All the entries that follow must be written out again exactly.

WORKING DATA section start

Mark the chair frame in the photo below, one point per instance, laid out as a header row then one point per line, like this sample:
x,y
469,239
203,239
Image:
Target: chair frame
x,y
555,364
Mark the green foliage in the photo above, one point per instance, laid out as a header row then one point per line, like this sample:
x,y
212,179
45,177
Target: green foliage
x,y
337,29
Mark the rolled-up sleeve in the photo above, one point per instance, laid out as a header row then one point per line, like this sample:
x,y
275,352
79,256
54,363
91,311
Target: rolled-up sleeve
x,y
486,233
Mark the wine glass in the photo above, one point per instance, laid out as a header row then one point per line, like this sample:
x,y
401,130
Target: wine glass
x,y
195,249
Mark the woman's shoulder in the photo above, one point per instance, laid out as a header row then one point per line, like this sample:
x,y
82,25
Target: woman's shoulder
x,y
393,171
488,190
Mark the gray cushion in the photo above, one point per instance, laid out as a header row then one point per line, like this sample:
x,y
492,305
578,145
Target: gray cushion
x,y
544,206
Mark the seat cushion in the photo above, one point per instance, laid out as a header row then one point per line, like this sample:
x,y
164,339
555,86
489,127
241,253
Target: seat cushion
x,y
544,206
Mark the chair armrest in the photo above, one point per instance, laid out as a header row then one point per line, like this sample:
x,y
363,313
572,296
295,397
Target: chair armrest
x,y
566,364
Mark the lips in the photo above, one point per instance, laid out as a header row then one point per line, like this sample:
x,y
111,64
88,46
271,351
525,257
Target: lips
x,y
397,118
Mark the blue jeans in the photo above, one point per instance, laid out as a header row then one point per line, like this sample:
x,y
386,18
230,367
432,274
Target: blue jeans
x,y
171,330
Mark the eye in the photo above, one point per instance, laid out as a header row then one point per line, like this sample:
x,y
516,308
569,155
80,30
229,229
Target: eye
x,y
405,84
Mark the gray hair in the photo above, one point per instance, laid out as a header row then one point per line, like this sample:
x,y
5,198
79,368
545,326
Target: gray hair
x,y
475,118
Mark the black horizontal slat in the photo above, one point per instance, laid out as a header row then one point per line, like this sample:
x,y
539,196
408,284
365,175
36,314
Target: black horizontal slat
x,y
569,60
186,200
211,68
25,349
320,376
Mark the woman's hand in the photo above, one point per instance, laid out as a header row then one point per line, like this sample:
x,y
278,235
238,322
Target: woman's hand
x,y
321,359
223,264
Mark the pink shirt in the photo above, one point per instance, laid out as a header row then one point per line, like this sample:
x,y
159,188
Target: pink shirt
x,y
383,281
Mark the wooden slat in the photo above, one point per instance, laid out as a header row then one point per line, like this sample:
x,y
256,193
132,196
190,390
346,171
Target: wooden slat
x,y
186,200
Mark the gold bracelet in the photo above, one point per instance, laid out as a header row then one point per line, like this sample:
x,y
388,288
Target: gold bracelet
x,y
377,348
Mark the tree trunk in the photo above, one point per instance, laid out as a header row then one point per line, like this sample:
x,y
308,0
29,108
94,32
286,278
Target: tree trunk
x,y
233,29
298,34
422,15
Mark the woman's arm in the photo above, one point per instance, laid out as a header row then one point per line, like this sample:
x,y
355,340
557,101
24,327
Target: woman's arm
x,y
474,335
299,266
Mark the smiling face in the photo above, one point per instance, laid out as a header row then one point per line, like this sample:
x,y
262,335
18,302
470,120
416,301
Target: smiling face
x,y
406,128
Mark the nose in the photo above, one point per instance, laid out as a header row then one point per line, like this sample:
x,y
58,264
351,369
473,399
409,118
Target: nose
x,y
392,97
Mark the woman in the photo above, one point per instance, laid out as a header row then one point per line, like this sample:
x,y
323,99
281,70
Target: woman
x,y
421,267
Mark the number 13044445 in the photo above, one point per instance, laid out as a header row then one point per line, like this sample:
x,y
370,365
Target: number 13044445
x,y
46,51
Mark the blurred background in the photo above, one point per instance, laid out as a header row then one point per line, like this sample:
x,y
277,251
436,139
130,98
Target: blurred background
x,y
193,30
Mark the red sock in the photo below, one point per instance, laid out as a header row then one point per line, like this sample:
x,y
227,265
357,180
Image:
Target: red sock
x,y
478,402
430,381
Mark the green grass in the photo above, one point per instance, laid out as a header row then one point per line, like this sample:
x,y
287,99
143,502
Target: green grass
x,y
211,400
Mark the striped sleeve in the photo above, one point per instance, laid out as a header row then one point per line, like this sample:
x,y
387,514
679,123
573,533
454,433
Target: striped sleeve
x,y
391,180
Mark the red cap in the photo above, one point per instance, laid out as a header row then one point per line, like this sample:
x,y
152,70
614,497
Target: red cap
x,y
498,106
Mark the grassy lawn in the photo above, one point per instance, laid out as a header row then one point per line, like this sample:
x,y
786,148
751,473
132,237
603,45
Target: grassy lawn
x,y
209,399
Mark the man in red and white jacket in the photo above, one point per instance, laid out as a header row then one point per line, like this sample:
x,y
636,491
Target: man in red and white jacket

WORKING DATA section end

RESPONSE AREA:
Mark the chair frame in the photo below, one point per instance, laid out as a header row then one point per line, like this sample:
x,y
469,239
203,239
Image:
Target: chair frame
x,y
555,364
Mark the green foliage in the photo above, one point per instance, laid out as a header row then one point per line, like this sample:
x,y
212,179
45,177
Target: green foliage
x,y
337,29
Mark the rolled-up sleeve in the photo above, one point per instance, laid out as a header row then one point per line, like this sample:
x,y
275,352
79,256
54,363
91,311
Target: rolled-up sleeve
x,y
486,233
Mark the wine glass in the photo above, one point per instance, laid out as a header row then one point per line, like this sample:
x,y
401,130
Target: wine glass
x,y
195,249
Mark the woman's shoulder in the photo above, one point per instance, laid out as a header row then one point per line, like this sample:
x,y
82,25
Target: woman's shoulder
x,y
393,171
488,190
Mark the gray cushion in the photo above, one point per instance, laid out as a header row then one point per line, like this sample:
x,y
492,305
578,145
Target: gray cushion
x,y
544,206
Mark the seat cushion in the photo above, one point per instance, laid out as a header row then one point per line, like this sample:
x,y
164,339
555,86
489,127
241,253
Target: seat cushion
x,y
544,206
Mark the chair armrest in the photo above, one point per instance, laid out as a header row then one point per line, like this sample:
x,y
363,313
572,296
295,397
Target: chair armrest
x,y
566,364
Mark the lips in the photo above, one point per instance, laid out as a header row then one point per line, like this sample:
x,y
111,64
88,46
271,351
525,257
Target: lips
x,y
397,118
Mark the blue jeans in the photo above, one point per instance, laid out as a header row then one point per line, like this sample:
x,y
386,18
230,367
432,274
Target: blue jeans
x,y
171,330
Mark the eye in the photo above, one point per instance, laid out as a header row then one point per line, like this sample:
x,y
516,308
569,155
80,30
229,229
Target: eye
x,y
405,84
Mark the gray hair in the photo above, one point per instance, laid out as a header row then one point per line, like this sample:
x,y
5,198
79,368
545,326
Target: gray hair
x,y
475,118
Mark the black horizontal slat in the photo above, one point per instance, laid out as a header row then one point per line, like this sample:
x,y
539,196
408,284
365,175
36,314
Target: black horizontal slat
x,y
569,60
186,200
211,68
25,349
320,376
Mark the woman's hand in the photo above, one point per instance, laid out as a header row then one point per line, like this sample:
x,y
278,235
238,322
Target: woman's hand
x,y
321,359
223,264
Mark the pink shirt in the photo above, one point per instance, laid out as a header row then one point per line, like this sample:
x,y
159,188
Target: pink shirt
x,y
383,281
Mark the wooden slat in the photo above, one point per instance, laid out as a header row then one point per line, like this sample:
x,y
256,193
132,196
190,390
346,171
Target: wooden slat
x,y
186,200
Mark the gold bracelet in the photo above, one point per instance, laid out as a header row then one point per line, like this sample:
x,y
388,288
Target: gold bracelet
x,y
377,348
Mark the tree trunk in the photo above, one point per instance, laid out as a header row then one point per line, like this sample:
x,y
308,0
29,108
94,32
286,278
Target: tree trunk
x,y
233,29
298,34
422,15
Mark the woman's arm in the photo above, one point per instance, laid out as a header row then one point per line, like this sample:
x,y
355,340
557,101
24,327
Target: woman's arm
x,y
474,335
299,266
Mark the smiling face in the photo above, one point per instance, laid out as a header row then one point per line, like this sample:
x,y
262,335
18,302
470,120
416,301
Target: smiling face
x,y
406,128
Mark the nose in the photo above, one point per instance, laid out as a header row then one point per line, like this sample:
x,y
58,264
351,369
473,399
409,118
Target: nose
x,y
392,97
Mark the woman in the photo above, one point per instance, laid out as a header row then one point per line, like this sample:
x,y
323,99
281,70
Target: woman
x,y
421,267
Mark the number 13044445 in the photo above, one point per instance, laid out as a header row then one point per line, like this sample:
x,y
370,365
Target: number 13044445
x,y
46,51
Mark the blurred background in the photo above, one point per instance, laid out as a header row then one point per line, like this sample:
x,y
277,251
436,139
130,98
Target: blurred background
x,y
193,30
Mark the red sock in the photo below, one point per instance, laid out as a header row then one point per line, like this sample:
x,y
227,265
357,180
Image:
Target: red sock
x,y
478,402
430,381
Mark the green grass in the photo above, one point per instance, laid out as a header row then one point per line, like this sample:
x,y
287,99
143,502
Target: green grass
x,y
211,400
Mark the striped sleeve in the photo above, one point per instance, laid out as a header row then one point per line, like this sample:
x,y
387,514
679,123
573,533
454,433
Target: striped sleeve
x,y
391,180
Mark the red cap in the photo above, one point per instance, laid out as a header row then one point per line, like this sample:
x,y
152,70
614,497
Target: red cap
x,y
498,106
Mark the grassy lawn in the photo above, one point per instance, laid out as a header row then one point per line, like this sample:
x,y
786,148
751,473
132,237
603,45
Target: grassy lawn
x,y
209,399
Mark the man in red and white jacket in the photo above, one point per instance, laid out as a header row then one point per line, like this sample:
x,y
636,491
Target: man in red and white jacket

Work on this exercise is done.